Top of GIVEN RECORDS

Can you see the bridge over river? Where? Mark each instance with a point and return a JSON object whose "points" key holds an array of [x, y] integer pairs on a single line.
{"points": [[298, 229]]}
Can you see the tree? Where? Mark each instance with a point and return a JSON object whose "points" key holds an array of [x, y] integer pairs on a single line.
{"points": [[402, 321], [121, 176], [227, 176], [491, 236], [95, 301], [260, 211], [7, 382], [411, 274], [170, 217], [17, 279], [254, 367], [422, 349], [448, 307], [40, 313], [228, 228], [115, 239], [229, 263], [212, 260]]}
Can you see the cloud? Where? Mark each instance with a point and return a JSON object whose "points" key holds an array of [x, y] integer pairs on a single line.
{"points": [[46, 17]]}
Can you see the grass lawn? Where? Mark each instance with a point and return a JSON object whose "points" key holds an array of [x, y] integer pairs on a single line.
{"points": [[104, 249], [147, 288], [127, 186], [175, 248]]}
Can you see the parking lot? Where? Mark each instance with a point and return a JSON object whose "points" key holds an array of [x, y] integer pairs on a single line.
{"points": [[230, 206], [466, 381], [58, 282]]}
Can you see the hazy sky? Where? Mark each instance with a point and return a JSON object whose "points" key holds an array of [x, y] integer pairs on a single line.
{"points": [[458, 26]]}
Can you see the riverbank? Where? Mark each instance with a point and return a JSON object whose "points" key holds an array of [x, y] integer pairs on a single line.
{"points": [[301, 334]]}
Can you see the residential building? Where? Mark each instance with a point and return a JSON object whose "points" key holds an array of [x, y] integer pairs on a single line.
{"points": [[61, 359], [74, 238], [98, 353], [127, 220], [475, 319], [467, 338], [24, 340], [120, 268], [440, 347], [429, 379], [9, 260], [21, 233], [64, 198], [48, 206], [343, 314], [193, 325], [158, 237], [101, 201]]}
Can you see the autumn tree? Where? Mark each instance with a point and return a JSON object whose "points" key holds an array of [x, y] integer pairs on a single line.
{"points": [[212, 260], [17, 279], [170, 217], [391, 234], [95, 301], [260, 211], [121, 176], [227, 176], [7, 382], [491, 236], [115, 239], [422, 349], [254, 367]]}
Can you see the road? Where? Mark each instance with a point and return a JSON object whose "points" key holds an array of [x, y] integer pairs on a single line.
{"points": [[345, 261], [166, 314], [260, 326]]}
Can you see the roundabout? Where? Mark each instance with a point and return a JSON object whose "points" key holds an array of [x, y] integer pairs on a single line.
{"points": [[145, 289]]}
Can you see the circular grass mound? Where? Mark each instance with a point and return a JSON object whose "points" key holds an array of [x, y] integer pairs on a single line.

Bottom of GIVEN RECORDS

All records above must be returned exactly as they appear.

■ RESPONSE TO THIS EXERCISE ■
Can you see the bridge over river? Where? Mark each instance with a point and return a JSON object whose "points" key holds an array of [x, y] integer pairs on a single line.
{"points": [[298, 229]]}
Can you see the tree? Where? Mark each instance with a point and return a JSON object whose "points" key holds an array of [x, y] integer pairs on a single line.
{"points": [[402, 321], [121, 176], [227, 176], [491, 236], [95, 301], [260, 211], [7, 382], [411, 274], [170, 217], [17, 279], [254, 367], [422, 349], [448, 307], [40, 313], [228, 228], [115, 239], [229, 263], [212, 260]]}
Can you see the cloud? Where? Mark each instance with a point and return a JSON object whose "points" key holds an array of [x, y] integer pairs on a single line.
{"points": [[46, 17]]}
Can you see the grass lawn? Where? Mark each instance with a point and return a JSON object whose "points" key holds an array of [x, y] integer pairs on a single line.
{"points": [[104, 249], [147, 288], [127, 186], [175, 248]]}
Can you see the parking lot? Where? Mark each instance with a point and return a JSON object whose "points" key holds an array of [x, y] integer pairs on a single line.
{"points": [[230, 206], [466, 381], [58, 282]]}
Can you see the hazy sky? Where? Mark each instance with a point and return a JSON object whose "points" key holds an array of [x, y] integer pairs on a single line.
{"points": [[458, 26]]}
Can you see the riverbank? Where? Mark each instance with a point and return a JSON object whose "points" key holds an array of [x, y] integer pairs on a single line.
{"points": [[301, 334]]}
Can you see the residential building? Where? Mark each instance with a point and return a JSON object whose "points" key holds an array of [x, y] integer pairs on a single line.
{"points": [[61, 359], [74, 238], [98, 353], [127, 220], [475, 319], [467, 338], [24, 340], [120, 268], [440, 347], [429, 379], [9, 260], [21, 233], [64, 198], [48, 206], [343, 314], [193, 325], [158, 237], [101, 201]]}
Can you see the autumn tree? Where? Mark each instance with a point and return a JSON object whose "points" key holds an array of [x, y] integer pairs on a single line.
{"points": [[212, 260], [17, 279], [170, 217], [391, 234], [95, 301], [260, 211], [121, 176], [227, 176], [7, 382], [491, 236], [115, 239], [422, 349], [254, 367]]}
Can you see the road? Where? Mark each instance with a point and return a JSON object whose "points" key holds an array of [x, y] integer pairs on a single line.
{"points": [[345, 261], [166, 314], [260, 326]]}
Can you see the roundabout? Where? Mark each instance with a point and return a JSON object whose "points" key holds an array of [x, y] integer pairs on a single line.
{"points": [[145, 289]]}
Can you see the circular grass mound? Where? Mark each instance with a point and return a JSON object whose "points" key holds an array of [x, y] integer pairs on a single line.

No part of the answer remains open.